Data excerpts
*** Block opens ***

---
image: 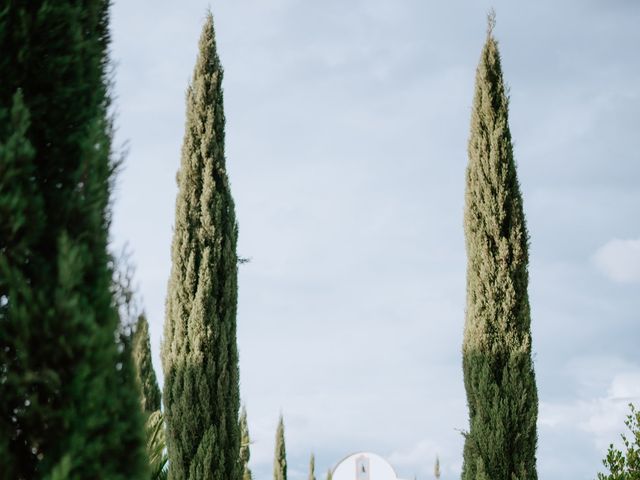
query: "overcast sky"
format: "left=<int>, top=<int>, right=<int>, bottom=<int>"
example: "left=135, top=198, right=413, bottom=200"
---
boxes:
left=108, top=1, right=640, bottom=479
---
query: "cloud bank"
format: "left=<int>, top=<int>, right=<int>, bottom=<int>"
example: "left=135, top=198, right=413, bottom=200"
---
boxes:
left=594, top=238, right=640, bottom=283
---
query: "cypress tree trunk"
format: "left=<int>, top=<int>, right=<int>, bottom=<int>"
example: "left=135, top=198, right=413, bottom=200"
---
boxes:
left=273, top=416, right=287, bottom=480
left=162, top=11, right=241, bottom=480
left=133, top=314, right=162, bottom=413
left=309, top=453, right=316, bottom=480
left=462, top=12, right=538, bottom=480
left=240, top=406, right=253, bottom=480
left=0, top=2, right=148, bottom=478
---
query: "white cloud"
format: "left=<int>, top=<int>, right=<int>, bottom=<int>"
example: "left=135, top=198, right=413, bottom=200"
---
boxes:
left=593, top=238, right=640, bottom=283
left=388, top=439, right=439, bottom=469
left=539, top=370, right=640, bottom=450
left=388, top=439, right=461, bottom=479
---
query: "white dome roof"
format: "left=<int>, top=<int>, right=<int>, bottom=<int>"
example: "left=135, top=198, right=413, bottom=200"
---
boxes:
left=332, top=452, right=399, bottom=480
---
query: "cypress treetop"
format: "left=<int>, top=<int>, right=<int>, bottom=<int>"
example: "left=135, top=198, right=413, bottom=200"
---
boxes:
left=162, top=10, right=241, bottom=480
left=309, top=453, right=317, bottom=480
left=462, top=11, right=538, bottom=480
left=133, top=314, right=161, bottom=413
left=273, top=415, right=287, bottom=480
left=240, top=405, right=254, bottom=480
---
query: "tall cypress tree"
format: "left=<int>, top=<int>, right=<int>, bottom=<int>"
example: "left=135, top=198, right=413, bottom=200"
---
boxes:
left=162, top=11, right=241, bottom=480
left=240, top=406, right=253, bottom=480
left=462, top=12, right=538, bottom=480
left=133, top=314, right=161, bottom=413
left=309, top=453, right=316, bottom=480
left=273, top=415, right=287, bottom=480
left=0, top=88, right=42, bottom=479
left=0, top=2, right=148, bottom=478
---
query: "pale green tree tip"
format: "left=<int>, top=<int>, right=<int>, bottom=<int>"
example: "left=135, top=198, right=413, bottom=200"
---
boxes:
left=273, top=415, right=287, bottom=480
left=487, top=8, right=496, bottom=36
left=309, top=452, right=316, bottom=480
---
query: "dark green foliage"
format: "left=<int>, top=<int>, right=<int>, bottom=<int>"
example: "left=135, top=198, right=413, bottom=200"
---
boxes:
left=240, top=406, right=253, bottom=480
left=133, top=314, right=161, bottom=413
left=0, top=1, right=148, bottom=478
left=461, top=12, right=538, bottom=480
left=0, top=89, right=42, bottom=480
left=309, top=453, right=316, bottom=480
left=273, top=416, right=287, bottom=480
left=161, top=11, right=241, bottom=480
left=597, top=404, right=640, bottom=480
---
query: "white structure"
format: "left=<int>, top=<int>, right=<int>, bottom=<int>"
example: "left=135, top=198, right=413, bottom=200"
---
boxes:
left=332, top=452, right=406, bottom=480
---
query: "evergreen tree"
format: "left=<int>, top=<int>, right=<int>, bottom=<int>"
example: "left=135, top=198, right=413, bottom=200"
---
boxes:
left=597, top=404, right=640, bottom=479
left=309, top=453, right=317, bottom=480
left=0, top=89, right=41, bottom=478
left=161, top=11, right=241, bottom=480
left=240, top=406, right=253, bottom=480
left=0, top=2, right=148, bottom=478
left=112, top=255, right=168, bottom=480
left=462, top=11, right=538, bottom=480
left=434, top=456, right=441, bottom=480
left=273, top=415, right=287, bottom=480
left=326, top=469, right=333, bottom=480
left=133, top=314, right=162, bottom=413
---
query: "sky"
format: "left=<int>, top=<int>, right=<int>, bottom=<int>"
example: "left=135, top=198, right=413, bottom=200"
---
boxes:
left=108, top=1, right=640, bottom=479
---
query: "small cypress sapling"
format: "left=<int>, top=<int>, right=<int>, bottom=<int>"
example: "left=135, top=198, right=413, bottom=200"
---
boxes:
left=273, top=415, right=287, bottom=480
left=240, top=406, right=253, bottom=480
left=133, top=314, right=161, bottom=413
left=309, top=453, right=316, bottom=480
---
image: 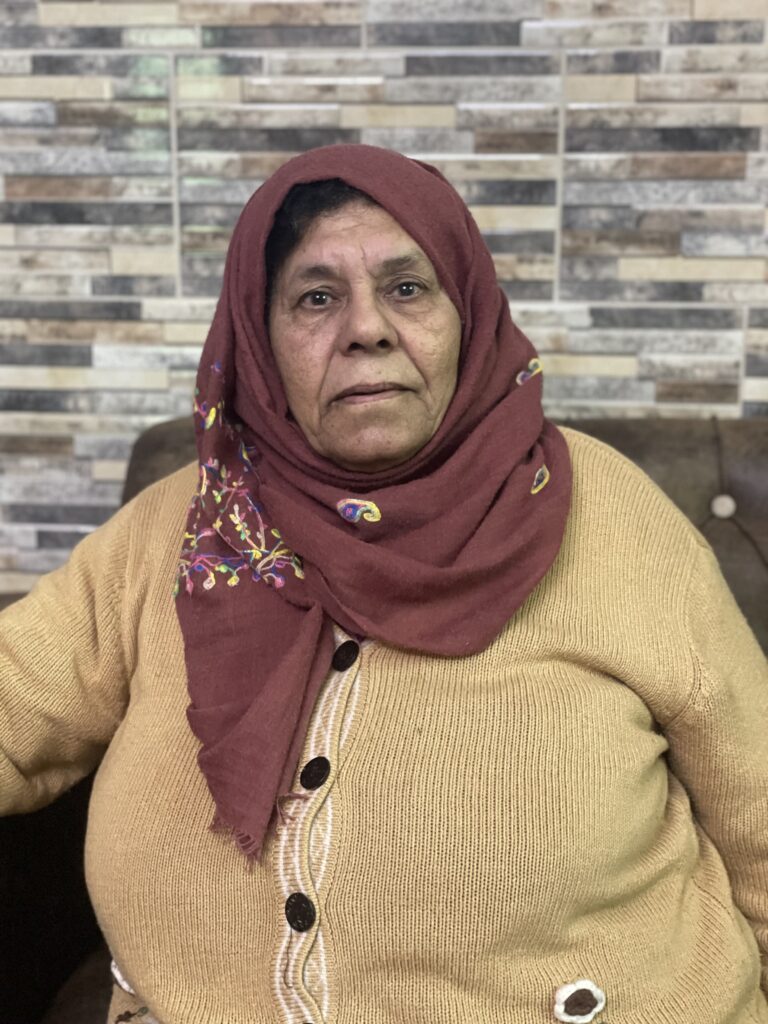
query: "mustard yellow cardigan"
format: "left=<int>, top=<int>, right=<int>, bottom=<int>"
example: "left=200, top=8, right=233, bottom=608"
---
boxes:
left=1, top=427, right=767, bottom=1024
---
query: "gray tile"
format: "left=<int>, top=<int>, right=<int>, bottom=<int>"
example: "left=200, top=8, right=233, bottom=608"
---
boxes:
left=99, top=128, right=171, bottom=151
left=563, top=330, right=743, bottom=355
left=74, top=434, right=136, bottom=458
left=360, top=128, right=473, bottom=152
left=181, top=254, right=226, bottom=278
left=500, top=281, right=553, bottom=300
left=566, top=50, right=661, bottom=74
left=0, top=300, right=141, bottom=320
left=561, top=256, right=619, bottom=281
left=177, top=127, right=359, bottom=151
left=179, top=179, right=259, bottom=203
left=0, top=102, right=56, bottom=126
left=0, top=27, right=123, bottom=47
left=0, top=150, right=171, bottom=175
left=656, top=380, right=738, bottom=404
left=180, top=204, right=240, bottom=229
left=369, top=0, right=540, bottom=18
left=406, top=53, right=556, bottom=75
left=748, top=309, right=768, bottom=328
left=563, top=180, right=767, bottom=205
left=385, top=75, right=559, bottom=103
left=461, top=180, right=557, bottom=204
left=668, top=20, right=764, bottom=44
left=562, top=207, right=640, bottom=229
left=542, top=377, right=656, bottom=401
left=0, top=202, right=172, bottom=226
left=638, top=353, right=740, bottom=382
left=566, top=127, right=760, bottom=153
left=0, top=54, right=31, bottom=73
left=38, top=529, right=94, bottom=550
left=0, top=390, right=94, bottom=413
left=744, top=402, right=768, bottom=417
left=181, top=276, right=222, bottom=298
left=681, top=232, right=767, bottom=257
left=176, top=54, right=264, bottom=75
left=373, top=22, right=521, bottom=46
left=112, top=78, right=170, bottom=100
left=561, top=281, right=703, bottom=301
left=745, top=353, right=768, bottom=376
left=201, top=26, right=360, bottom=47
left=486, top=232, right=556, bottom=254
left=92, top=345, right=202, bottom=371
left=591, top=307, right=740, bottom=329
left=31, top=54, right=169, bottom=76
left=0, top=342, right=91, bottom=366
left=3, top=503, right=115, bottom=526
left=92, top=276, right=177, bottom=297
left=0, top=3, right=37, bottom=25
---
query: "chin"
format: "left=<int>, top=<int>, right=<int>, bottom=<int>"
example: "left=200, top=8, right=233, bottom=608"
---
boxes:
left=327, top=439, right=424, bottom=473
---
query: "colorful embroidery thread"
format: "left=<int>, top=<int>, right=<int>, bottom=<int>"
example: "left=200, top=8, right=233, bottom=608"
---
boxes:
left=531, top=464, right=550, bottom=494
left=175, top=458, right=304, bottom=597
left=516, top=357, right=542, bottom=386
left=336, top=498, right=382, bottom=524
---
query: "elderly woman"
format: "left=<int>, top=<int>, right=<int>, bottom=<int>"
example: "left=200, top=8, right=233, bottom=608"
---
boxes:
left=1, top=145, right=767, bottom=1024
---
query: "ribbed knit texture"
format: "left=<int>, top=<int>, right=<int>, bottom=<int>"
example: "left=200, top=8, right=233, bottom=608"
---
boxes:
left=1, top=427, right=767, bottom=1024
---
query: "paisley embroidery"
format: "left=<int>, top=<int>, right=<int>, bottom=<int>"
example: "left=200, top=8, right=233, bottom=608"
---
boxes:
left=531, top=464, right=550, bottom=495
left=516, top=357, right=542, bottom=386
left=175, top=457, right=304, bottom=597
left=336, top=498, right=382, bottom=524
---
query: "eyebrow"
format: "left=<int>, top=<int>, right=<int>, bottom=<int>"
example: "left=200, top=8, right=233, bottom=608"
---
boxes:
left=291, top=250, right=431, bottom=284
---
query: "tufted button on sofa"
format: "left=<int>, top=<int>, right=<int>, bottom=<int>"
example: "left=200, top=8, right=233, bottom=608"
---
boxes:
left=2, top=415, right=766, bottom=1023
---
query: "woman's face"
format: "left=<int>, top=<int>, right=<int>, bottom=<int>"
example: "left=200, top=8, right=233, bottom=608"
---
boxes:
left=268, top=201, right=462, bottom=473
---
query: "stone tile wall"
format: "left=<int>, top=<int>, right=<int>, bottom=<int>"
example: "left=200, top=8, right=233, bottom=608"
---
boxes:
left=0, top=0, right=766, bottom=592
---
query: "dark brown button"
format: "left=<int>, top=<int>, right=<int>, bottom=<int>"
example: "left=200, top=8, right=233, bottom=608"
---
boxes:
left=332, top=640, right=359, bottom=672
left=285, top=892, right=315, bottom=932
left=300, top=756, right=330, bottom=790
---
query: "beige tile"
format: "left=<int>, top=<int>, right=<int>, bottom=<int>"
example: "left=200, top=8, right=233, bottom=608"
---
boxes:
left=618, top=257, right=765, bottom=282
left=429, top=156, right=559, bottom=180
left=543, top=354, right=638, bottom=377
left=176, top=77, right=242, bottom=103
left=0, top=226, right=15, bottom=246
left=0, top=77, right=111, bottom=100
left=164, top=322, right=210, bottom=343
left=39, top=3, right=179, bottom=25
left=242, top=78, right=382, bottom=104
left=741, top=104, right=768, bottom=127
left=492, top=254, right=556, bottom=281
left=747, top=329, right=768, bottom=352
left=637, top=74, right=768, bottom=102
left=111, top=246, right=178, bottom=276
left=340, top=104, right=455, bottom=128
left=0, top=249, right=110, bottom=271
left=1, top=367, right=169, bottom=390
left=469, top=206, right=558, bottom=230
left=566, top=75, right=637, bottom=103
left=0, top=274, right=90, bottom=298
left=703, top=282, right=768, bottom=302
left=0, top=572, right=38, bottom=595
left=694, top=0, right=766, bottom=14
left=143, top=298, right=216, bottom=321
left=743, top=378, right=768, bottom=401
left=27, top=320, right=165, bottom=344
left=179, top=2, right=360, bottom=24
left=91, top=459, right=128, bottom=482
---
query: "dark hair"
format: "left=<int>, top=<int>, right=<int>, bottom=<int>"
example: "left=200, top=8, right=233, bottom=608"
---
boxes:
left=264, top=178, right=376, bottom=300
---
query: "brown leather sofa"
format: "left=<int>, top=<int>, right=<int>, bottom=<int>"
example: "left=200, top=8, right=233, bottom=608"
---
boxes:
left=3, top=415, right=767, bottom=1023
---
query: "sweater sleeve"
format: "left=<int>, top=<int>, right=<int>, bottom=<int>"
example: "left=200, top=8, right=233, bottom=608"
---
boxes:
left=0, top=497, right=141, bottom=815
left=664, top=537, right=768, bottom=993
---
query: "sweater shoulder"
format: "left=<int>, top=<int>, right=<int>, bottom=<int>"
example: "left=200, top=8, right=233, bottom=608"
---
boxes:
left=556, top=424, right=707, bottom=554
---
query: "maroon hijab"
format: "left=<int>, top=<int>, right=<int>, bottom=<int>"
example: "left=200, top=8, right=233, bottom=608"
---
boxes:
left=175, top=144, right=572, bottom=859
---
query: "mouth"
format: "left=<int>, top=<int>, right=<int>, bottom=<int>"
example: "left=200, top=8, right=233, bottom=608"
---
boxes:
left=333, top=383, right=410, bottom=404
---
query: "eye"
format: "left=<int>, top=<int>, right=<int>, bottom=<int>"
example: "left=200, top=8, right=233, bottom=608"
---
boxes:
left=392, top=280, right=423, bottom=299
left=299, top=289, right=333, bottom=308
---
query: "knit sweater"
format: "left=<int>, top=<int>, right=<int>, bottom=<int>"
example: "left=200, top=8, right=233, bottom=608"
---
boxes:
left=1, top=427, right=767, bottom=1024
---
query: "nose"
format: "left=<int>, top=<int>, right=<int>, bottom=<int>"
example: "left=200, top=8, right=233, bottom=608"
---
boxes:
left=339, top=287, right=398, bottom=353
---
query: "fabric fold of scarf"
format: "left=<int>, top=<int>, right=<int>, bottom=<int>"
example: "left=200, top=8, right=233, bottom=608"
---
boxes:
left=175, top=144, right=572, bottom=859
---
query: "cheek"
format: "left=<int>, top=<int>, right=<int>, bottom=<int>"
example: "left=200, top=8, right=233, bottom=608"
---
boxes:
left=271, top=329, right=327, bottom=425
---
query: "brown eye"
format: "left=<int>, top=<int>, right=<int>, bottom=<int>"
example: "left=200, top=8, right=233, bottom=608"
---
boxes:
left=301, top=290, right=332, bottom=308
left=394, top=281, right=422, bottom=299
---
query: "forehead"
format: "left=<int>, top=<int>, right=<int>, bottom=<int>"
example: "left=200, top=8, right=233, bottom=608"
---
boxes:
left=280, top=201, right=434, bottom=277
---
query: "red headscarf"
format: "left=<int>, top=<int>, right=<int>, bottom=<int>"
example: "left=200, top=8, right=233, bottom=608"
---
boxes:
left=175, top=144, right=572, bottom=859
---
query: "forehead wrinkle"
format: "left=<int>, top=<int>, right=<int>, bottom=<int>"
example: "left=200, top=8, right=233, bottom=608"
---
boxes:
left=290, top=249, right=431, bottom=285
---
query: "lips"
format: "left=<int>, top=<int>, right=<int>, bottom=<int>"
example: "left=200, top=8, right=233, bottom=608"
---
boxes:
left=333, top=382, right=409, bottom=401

*** Block closes ***

What is the number of lines in the records that contain "brown"? Give that number only.

● Result of this task:
3